§ Ausgangstext:
★ ★ ★ ★ ★ ★ ★

# GMF swimlanes



## BjörnBu (15. Jul 2008)

Hallo,

Ich kann bisher keinerlei Ressourcen zu swimlanes finden. Hie rmal mein Beispiel etwas vereinfacht.
Unter anderm tauchen in meinem Diagram "Flows" auf, die 1-n Steps enthalten. Steps sind dabei über valid und invalid miteinandern verbunden, sodass sich ne Reichenfolge ergibt.

Um das Ganze aber ordentlich darstellen zu können, macht es keinen Sinn die Steps über conntections alle einem Flow zuzuordnen. Stattdessen würde ich es mir wünschen den Flow als Swimlane darzustellen (Noch lieber als Kasten, dem man die Steps einfach hinzu fügen kann, aber Swimlanes sollten für's erste einfacher sien, denke ich)

★ ★ ★ ★ ★ ★ ★

§ Aufgeführte Zeilen:
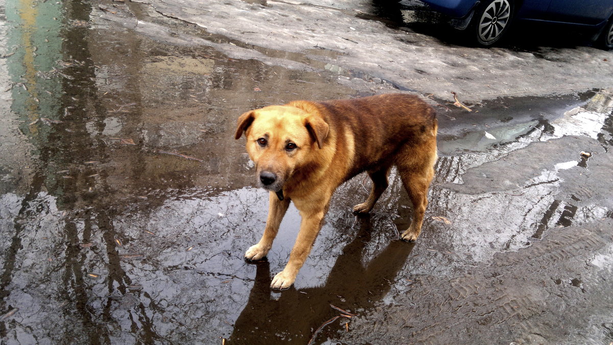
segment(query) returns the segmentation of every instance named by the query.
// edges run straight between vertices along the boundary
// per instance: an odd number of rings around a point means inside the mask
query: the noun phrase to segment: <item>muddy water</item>
[[[3,343],[304,344],[340,314],[330,304],[355,316],[335,320],[316,343],[376,343],[368,333],[406,322],[398,308],[415,308],[414,289],[433,292],[422,305],[434,310],[449,293],[432,279],[612,217],[607,193],[580,177],[589,171],[610,184],[610,158],[579,154],[608,157],[610,92],[499,99],[470,114],[433,101],[441,158],[419,241],[397,241],[411,209],[394,172],[371,215],[351,214],[368,187],[359,176],[339,188],[295,286],[272,291],[299,217],[290,209],[267,261],[243,260],[268,198],[251,187],[235,118],[364,92],[338,83],[338,68],[305,68],[311,61],[295,53],[254,47],[264,63],[218,48],[223,37],[198,44],[200,29],[144,7],[120,22],[104,19],[113,4],[34,4],[7,1],[0,35]],[[161,23],[177,42],[160,38]],[[581,282],[571,285],[583,290]],[[389,334],[419,339],[432,327]]]

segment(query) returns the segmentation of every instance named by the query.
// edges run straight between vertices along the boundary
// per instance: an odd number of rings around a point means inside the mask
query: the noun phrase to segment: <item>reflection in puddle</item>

★ ★ ★ ★ ★ ★ ★

§ Aufgaben:
- 1) Gib aus dem Beitrag über GMF-Swimlanes den Abschnitt von "Unter anderm tauchen" bis "ne Reichenfolge ergibt." wortgetreu wieder.
- 2) Worüber sind die Steps im Beitrag über GMF-Swimlanes miteinander verbunden?
- 3) Setze den Beitrag über GMF-Swimlanes im Anschluss an seinen letzten Satz fort.

§ Lösungen:
- 1)
Unter anderm tauchen in meinem Diagram "Flows" auf, die 1-n Steps enthalten. Steps sind dabei über valid und invalid miteinandern verbunden, sodass sich ne Reichenfolge ergibt.

- 2) Über valid und invalid.

- 3)
Wäre echt nett, wenn mir jemand weiter helfen könnte. Ein Link zu 'ner Quelle wäre schon Klasse. Konnte bisher einfach nichts finden.


----------



## Wildcard (15. Jul 2008)

Du meinst zB ein Compartment? Dazu gibt es doch genügend Beispiele bei GMF.
Ansonten bitte eine Zeichnung/Screenshot wie du dir das vorstellst.


----------



## BjörnBu (15. Jul 2008)

Vielen Dank!
Hat schon sehr geholfen. Da mir mir schlicht und einfach das wording unklar und schon ließ sich erstmal nichts finden.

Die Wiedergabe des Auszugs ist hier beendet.